> Requests:
1. In the worked solution of the linear equation, what number is subtracted from both sides to isolate the x term?
2. Extend the worked solution of the equation 5x + 8 + x = 32, picking up right after its final sentence.

> Source document:
-- START --

Solve the following linear equation for x

To solve the equation \( 5x + 8 + x = 32 \), follow these steps:

Step 1: Combine like terms

First, we combine the \( x \) terms on the left side of the equation.

\[ 5x + x + 8 = 32 \]

This simplifies to:

\[ 6x + 8 = 32 \]

Step 2: Isolate the term with \( x \)

Next, we want to isolate the \( x \) term. We can do this by subtracting 8 from both sides of the equation:

\[ 6x + 8 - 8 = 32 - 8 \]

This simplifies to:

\[ 6x = 24 \]

Step 3: Solve for \( x \)

Now, to find \( x \), divide both sides by 6:

\[ x = \frac{24}{6} \]

This simplifies to:

\[ x = 4 \]

Step 4: Check the solution

To verify the solution, we can substitute \( x = 4 \) back into the original equation:

The original equation is:

\[ 5x + 8 + x = 32 \]

Substituting \( x = 4 \):

\[ 5(4) + 8 + 4 = 32 \]

Calculating the left side:

\[ 20 + 8 + 4 = 32 \]

Simplifying:

\[ 32 = 32 \]

Since both sides of the equation are equal, our solution is verified.

-- END --

> Information supplied:
-- START --

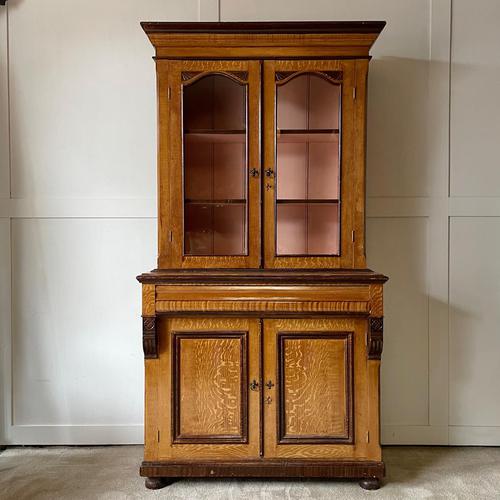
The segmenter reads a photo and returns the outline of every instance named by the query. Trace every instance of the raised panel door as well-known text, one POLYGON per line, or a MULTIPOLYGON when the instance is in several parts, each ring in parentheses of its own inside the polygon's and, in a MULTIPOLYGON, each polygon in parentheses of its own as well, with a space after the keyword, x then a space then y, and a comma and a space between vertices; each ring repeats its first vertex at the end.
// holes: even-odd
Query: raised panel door
POLYGON ((264 320, 266 458, 366 458, 366 320, 264 320))

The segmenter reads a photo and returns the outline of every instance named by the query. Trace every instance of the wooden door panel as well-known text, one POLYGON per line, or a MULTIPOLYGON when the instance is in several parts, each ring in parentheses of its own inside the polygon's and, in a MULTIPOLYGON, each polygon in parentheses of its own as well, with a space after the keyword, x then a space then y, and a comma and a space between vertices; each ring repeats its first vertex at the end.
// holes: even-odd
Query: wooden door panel
POLYGON ((255 319, 163 319, 159 458, 259 456, 260 324, 255 319))
POLYGON ((172 332, 174 443, 245 443, 247 332, 172 332))
POLYGON ((279 443, 352 443, 352 332, 279 333, 279 443))
POLYGON ((266 458, 367 457, 366 326, 264 320, 266 458))

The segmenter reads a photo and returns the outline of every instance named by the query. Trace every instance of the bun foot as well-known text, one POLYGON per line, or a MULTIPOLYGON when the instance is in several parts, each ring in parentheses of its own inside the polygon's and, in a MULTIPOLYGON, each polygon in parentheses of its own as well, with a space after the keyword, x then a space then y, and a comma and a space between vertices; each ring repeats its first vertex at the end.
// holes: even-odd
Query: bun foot
POLYGON ((172 479, 167 479, 165 477, 147 477, 145 481, 148 490, 159 490, 172 483, 172 479))
POLYGON ((364 490, 378 490, 380 488, 380 479, 378 477, 364 477, 359 481, 359 485, 364 490))

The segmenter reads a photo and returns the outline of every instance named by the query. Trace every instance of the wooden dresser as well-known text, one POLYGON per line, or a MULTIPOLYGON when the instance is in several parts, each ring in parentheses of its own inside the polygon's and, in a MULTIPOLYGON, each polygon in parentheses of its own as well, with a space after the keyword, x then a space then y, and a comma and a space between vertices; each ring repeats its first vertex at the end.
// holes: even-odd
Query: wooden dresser
POLYGON ((142 274, 148 488, 376 489, 387 278, 366 269, 369 50, 384 22, 142 23, 158 269, 142 274))

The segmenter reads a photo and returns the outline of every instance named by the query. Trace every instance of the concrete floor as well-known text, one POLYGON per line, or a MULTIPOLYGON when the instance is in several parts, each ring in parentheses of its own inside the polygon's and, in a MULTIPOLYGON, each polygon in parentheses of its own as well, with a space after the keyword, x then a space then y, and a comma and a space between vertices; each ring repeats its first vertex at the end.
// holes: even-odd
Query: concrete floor
POLYGON ((346 481, 182 480, 162 490, 138 476, 142 446, 9 448, 0 453, 0 499, 298 500, 500 499, 500 448, 385 447, 385 485, 346 481))

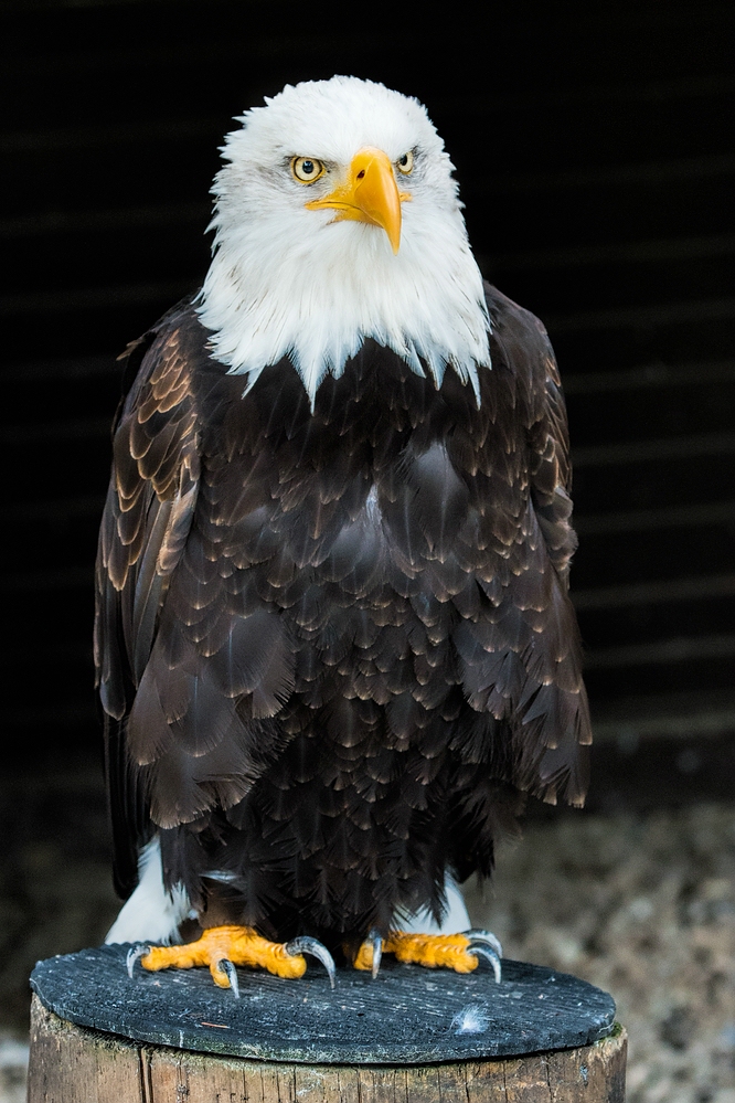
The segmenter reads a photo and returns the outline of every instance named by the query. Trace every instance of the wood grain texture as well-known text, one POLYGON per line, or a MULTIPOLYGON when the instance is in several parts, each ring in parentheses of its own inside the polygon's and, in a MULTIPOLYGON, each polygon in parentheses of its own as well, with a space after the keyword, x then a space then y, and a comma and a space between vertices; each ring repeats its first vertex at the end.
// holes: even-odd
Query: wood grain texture
POLYGON ((247 1061, 138 1046, 33 998, 29 1103, 624 1103, 627 1036, 522 1059, 427 1065, 247 1061))

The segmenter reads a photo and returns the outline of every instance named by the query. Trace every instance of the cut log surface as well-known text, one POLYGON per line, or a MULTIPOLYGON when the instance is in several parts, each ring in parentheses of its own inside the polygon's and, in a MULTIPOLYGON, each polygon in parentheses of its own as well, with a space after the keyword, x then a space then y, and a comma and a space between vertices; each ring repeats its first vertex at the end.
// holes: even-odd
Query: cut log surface
POLYGON ((310 964, 284 982, 238 971, 125 969, 126 947, 33 972, 29 1103, 622 1103, 625 1031, 609 996, 503 962, 496 985, 384 963, 376 980, 310 964))
POLYGON ((300 980, 238 969, 242 998, 209 969, 128 977, 127 946, 102 946, 40 962, 31 987, 78 1026, 135 1041, 206 1053, 309 1064, 424 1064, 521 1057, 587 1046, 615 1022, 607 993, 565 973, 503 961, 502 982, 481 964, 461 976, 386 957, 379 977, 338 971, 332 991, 309 959, 300 980))

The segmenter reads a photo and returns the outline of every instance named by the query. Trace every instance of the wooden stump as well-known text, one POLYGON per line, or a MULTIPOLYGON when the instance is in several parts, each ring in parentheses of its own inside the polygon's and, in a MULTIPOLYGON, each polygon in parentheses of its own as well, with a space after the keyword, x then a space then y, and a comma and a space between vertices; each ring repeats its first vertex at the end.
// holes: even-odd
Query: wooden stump
POLYGON ((33 974, 29 1103, 622 1103, 626 1035, 609 996, 503 962, 459 977, 386 963, 376 982, 318 968, 125 972, 125 950, 33 974), (72 1021, 74 1020, 74 1021, 72 1021), (544 1041, 545 1039, 545 1041, 544 1041))

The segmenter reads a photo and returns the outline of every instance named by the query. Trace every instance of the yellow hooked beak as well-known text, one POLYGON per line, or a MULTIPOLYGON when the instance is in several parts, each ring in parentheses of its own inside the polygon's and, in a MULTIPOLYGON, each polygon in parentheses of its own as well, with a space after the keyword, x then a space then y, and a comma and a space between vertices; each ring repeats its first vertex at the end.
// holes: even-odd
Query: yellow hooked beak
POLYGON ((393 166, 382 149, 365 147, 352 158, 347 181, 339 184, 323 199, 307 203, 309 211, 330 208, 337 211, 332 222, 368 222, 380 226, 388 235, 391 248, 401 245, 401 203, 411 200, 411 193, 398 191, 393 166))

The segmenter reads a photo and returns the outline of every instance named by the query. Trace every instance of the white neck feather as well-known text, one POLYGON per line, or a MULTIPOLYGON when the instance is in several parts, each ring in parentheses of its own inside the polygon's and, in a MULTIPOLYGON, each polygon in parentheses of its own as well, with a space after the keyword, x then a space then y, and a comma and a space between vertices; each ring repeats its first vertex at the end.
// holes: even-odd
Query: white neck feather
MULTIPOLYGON (((427 171, 415 181, 413 200, 403 204, 395 256, 379 227, 307 211, 303 189, 291 200, 292 183, 281 180, 283 157, 258 162, 258 127, 265 130, 269 120, 257 116, 273 113, 284 93, 228 136, 231 163, 215 181, 215 255, 199 315, 212 330, 213 354, 232 373, 248 376, 246 390, 265 367, 288 357, 313 405, 324 376, 339 376, 365 338, 373 338, 417 374, 426 369, 437 386, 452 368, 479 402, 478 368, 490 365, 490 324, 451 165, 424 109, 382 92, 423 113, 438 144, 432 149, 438 179, 427 171)), ((316 138, 300 140, 311 144, 296 146, 296 152, 320 155, 312 148, 316 138)), ((345 149, 345 158, 352 151, 345 149)))

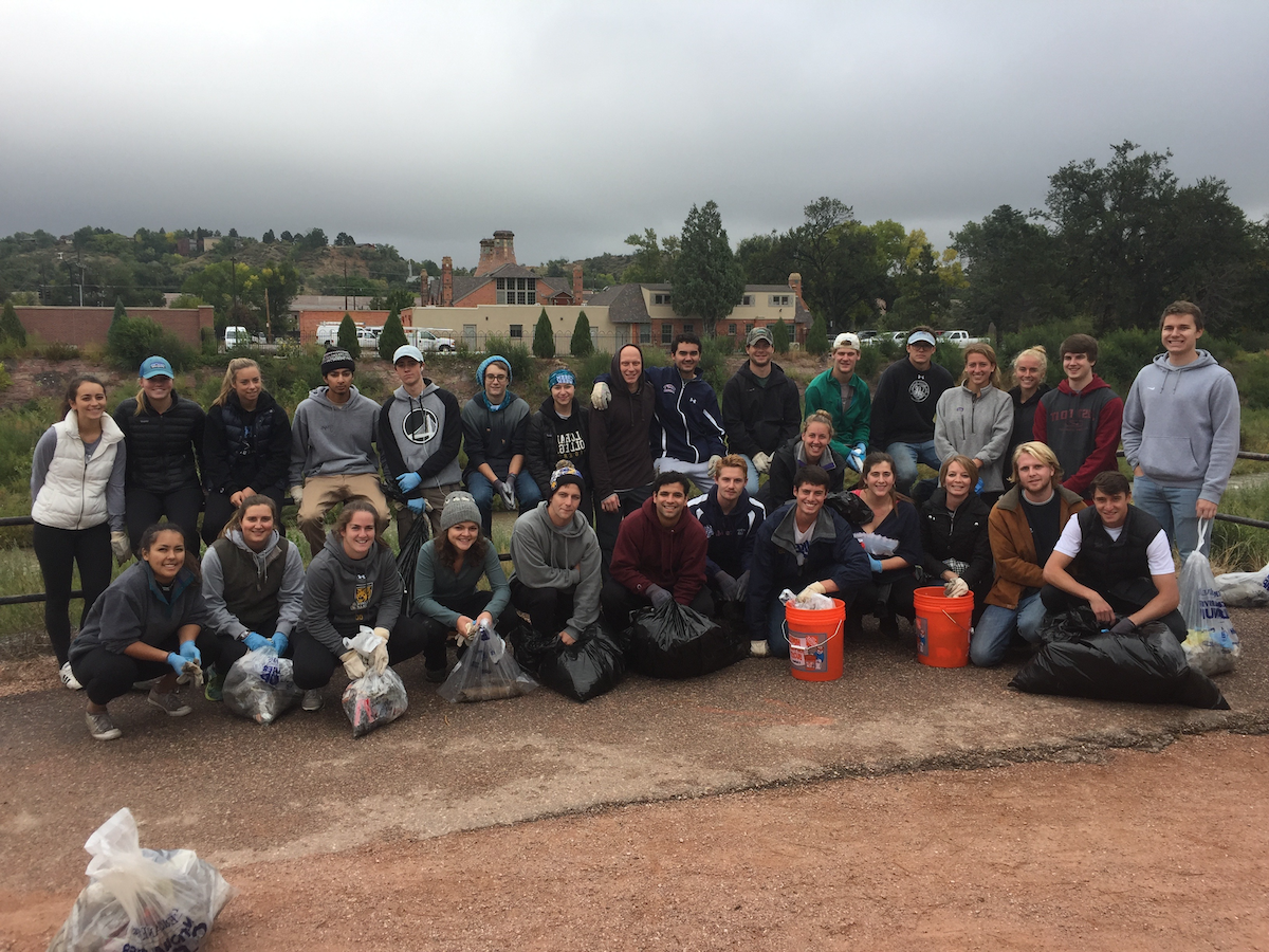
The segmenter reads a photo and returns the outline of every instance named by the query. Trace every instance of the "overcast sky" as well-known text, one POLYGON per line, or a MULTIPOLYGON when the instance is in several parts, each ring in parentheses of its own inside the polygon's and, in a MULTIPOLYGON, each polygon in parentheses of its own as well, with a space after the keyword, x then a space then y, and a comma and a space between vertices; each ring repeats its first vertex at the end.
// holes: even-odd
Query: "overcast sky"
POLYGON ((0 0, 0 234, 322 227, 473 265, 820 195, 937 245, 1126 138, 1269 212, 1269 4, 0 0))

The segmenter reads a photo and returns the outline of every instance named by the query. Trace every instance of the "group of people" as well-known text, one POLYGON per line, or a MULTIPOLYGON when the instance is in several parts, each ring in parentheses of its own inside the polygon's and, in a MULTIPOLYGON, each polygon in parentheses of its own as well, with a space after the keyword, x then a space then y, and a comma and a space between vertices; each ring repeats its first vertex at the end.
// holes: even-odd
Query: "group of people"
POLYGON ((1072 600, 1114 631, 1161 618, 1184 637, 1169 539, 1187 555, 1214 513, 1239 400, 1197 349, 1197 306, 1170 306, 1161 333, 1166 353, 1127 405, 1095 374, 1086 335, 1062 343, 1058 387, 1044 387, 1046 353, 1032 348, 1003 391, 986 344, 966 348, 953 383, 933 363, 929 327, 909 334, 876 393, 855 373, 858 338, 840 334, 805 405, 765 327, 747 335, 721 404, 693 334, 674 339, 667 367, 618 348, 589 406, 575 374, 556 369, 537 411, 497 355, 459 407, 412 345, 393 355, 400 386, 382 405, 358 392, 353 358, 329 350, 324 386, 291 420, 246 358, 230 362, 206 415, 173 390, 161 357, 142 363, 137 396, 113 418, 100 381, 77 377, 32 467, 61 679, 86 692, 89 730, 108 740, 119 731, 107 704, 138 682, 152 682, 151 704, 184 715, 181 675, 197 666, 218 699, 233 661, 270 647, 293 660, 315 711, 336 665, 358 678, 423 654, 426 678, 442 680, 449 640, 481 623, 513 633, 522 612, 569 645, 600 618, 624 627, 673 599, 744 626, 753 654, 784 656, 786 589, 839 598, 850 631, 873 613, 890 635, 914 618, 919 585, 972 593, 976 664, 999 663, 1015 632, 1036 640, 1044 611, 1072 600), (1121 435, 1140 509, 1118 473, 1121 435), (916 482, 919 462, 937 485, 916 482), (827 504, 848 470, 853 519, 827 504), (282 527, 288 494, 307 570, 282 527), (401 538, 429 520, 409 599, 382 534, 390 496, 401 538), (495 498, 518 513, 510 580, 490 538, 495 498), (869 551, 857 537, 888 545, 869 551), (108 586, 112 555, 137 562, 108 586), (74 644, 72 565, 85 605, 74 644), (371 659, 345 646, 362 627, 382 638, 371 659))

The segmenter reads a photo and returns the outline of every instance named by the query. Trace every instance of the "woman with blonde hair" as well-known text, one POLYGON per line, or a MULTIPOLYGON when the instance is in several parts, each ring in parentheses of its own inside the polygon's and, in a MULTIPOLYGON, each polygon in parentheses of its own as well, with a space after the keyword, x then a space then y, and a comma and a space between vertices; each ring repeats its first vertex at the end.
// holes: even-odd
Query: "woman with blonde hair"
POLYGON ((291 421, 264 388, 260 367, 250 357, 235 357, 225 371, 221 392, 207 411, 203 454, 203 541, 208 546, 247 496, 268 496, 282 510, 291 421))
POLYGON ((1005 491, 1005 452, 1014 430, 1013 401, 999 383, 991 344, 970 344, 961 386, 943 391, 934 421, 934 452, 943 461, 957 454, 970 457, 978 468, 980 491, 989 505, 1005 491))

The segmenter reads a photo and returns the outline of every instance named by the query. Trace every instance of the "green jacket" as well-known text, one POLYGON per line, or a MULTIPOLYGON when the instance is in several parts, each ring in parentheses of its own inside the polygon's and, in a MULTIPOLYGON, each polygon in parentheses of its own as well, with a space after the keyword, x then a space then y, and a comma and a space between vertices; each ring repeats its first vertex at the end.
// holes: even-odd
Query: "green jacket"
POLYGON ((830 367, 813 381, 806 385, 806 413, 803 419, 816 410, 827 410, 832 416, 832 448, 849 457, 857 443, 868 446, 872 419, 872 397, 868 393, 868 382, 858 373, 850 377, 850 388, 854 393, 850 397, 850 409, 841 413, 841 385, 832 376, 830 367))

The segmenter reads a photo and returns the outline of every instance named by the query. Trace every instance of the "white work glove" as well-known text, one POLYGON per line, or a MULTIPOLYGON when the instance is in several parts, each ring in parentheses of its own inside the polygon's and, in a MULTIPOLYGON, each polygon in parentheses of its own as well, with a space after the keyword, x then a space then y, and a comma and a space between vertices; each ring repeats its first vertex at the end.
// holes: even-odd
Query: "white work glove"
POLYGON ((613 402, 613 391, 607 383, 599 381, 590 391, 590 405, 596 410, 607 410, 610 402, 613 402))
POLYGON ((371 655, 371 666, 374 669, 376 674, 383 674, 383 671, 388 669, 388 636, 392 632, 387 628, 376 628, 374 633, 383 638, 383 641, 376 646, 373 654, 371 655))
POLYGON ((112 532, 110 533, 110 552, 114 553, 114 561, 123 565, 129 559, 132 559, 132 543, 128 542, 128 533, 126 532, 112 532))
POLYGON ((339 660, 344 663, 344 674, 348 675, 349 680, 357 680, 358 678, 365 677, 365 661, 363 661, 362 656, 353 649, 341 654, 339 660))

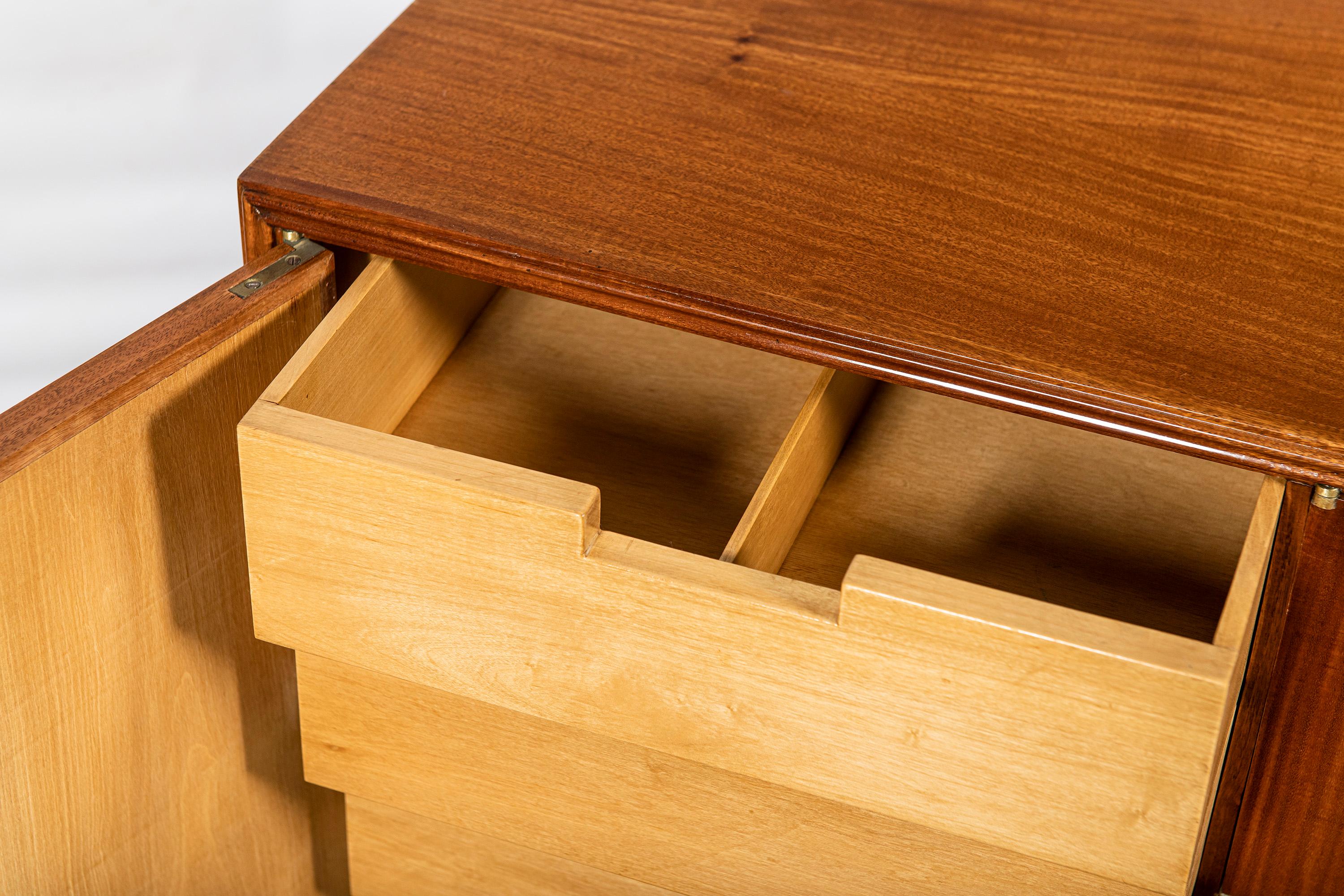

-- END --

> The responses:
1. 8

2.
Final Answer

Thus, the solution to the equation \( 5x + 8 + x = 32 \) is:

\[ \boxed{4} \]

can you make it smaller

Sure! Here’s a more concise version of the solution:

Given Equation:
\[ 5x + 8 + x = 32 \]

Step 1: Combine like terms

\[ 6x + 8 = 32 \]

Step 2: Isolate \( x \)

Subtract 8 from both sides: \[ 6x = 24 \]

Step 3: Solve for \( x \)

Divide by 6: \[ x = 4 \]

Step 4: Check the solution

Substitute \( x = 4 \) back into the original equation: \[ 5(4) + 8 + 4 = 32 \] \[ 20 + 8 + 4 = 32 \] \[ 32 = 32 \] (True)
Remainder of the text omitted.